Continue the Quinquagesima sermon on sin and spiritual blindness from the point where it stops.

Excerpted passage ->
↓
Quinquagesima (2018)

(St. Luke 18:31-43)

“What wilt thou that I shall do unto thee? And he said, Lord, that I may receive my sight.

Sin is most diabolical.

It is diabolical because it affects the soul and the body. It affects how we think, what we believe and how we live. It affects us morally and socially.

There is no such thing as a “private” sin. God is always offended by sin.

What may be most diabolical about sin is how subtle it is.

In its infancy, sin blinds us to what it actually is. In time it blinds our judgment and confuses our moral compass. This process doesn’t take place overnight.  Often it takes years.

Slowly (but surely) our eyesight dims and our ability to see sin is affected.

We begin to see “exceptions” to God’s moral standard; we excuse ourselves and then others.  In time we may find ourselves compromising with the devil himself, saying good is evil, and evil really isn’t that bad!

On the outside few see a difference, at least at first. We may stop doing things only God sees like prayer and study. Our thought life is affected.

But then in time the difference becomes stark. We stop practicing charity or attending mass. In time excuses become reasons.

Or, maybe we keep up a public appearance of faith, but our heart is no longer in it. We think religious practices will cover the tracks of our downward moral slide.

This may work for awhile, but one day our sight will be gone…

Yes, sin is most diabolical.  So what do we do about it?

What do we do if we have, or are just beginning, to lose our sight? We do what the man in today’s Gospel account did. We cry out “…Jesus thou son of David, have mercy on me.”  We pray “…Lord… [I want to] receive my sight.
↑
Segmentation labeling items
↓
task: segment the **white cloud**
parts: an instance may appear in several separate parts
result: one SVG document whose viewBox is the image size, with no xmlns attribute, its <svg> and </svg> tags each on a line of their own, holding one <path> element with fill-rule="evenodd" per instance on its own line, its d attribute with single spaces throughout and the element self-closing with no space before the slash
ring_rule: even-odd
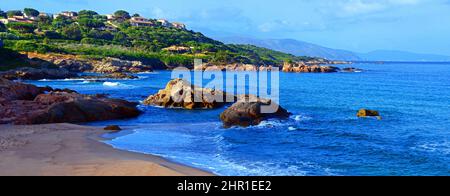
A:
<svg viewBox="0 0 450 196">
<path fill-rule="evenodd" d="M 352 17 L 401 6 L 418 5 L 429 0 L 334 0 L 322 3 L 325 12 L 338 17 Z"/>
</svg>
↑
Expected answer ->
The blind man knew he was blind. Do we know this?

And, he knew Jesus is the only one who could give him his sight back.

Jesus doesn’t want us to be blinded by sin. He wants us to see life the way He sees it, the way He’s created it.  He wants to give us back our sight.

1 St. John 1:10 states: If we say that we have not sinned, we make [Jesus] a liar, and his word is not in us.”  Romans 3:23 states “For all have sinned, and come short of the glory of God;”

In these verses we are told the sober truth that we sin.

Do we accept this truth?  Or do we think, I have a “tendency” to do this or that, but sin? Me? Nah! I just “fall short” here and there.

The fact is we sin. We should not, and by grace we can limit it, but we do.

1 St. John 2:1, 2 states: My little children, these things write I unto you, that ye sin not. And if any man sin, we have an advocate with the Father, Jesus Christ the righteous: And he is the propitiation for our sins:”

The only One who can give us back our sight is Jesus our advocate!

So like the man in the Lesson we need to go to Jesus in faith and ask Him to give us our sight back!

Our conscience, and maybe even other Christians, may rebuke us. They will tell us to hold our peace. Be quiet! They say. Don’t ask Jesus that!

We must ignore them, and like the man cry out “…so much the more...”  We need to pray for forgiveness.

Lent is the Church’s season to contemplate three things:

First, that we sin. Second, the price our Lord Jesus Christ paid because we sin. Third, the means our Lord has provided us to be forgiven our sins.

We’ve already addressed the first point, so let us go onto the other two.

Each day during Holy Week, the Passion Gospel accounts are read at mass. In them, the suffering Jesus endured is detailed for us. He was betrayed, mocked, spat upon, scourged and crucified. And why? Because we sin!  Our sin caused Jesus’ suffering and death! Let’s think about that…

But let us also know Jesus is willing to forgive us our sins.  How? By confessing and repenting of our sins.

1 St. John 1:9 states: “If we confess our sins, he is faithful and just to forgive us our sins, and to cleanse us from all unrighteousness.”

By what means can we, do we, need to confess and repent of our sins?

We need to confess and repent of our sins in our daily prayers. We need to confess and repent of our sins here at mass. We need to confess and repent of our sins in the Sacrament of Penance.

Daily confession is necessary for our daily sins; the sins we commit when we surrender to temptation without forethought, in the moment.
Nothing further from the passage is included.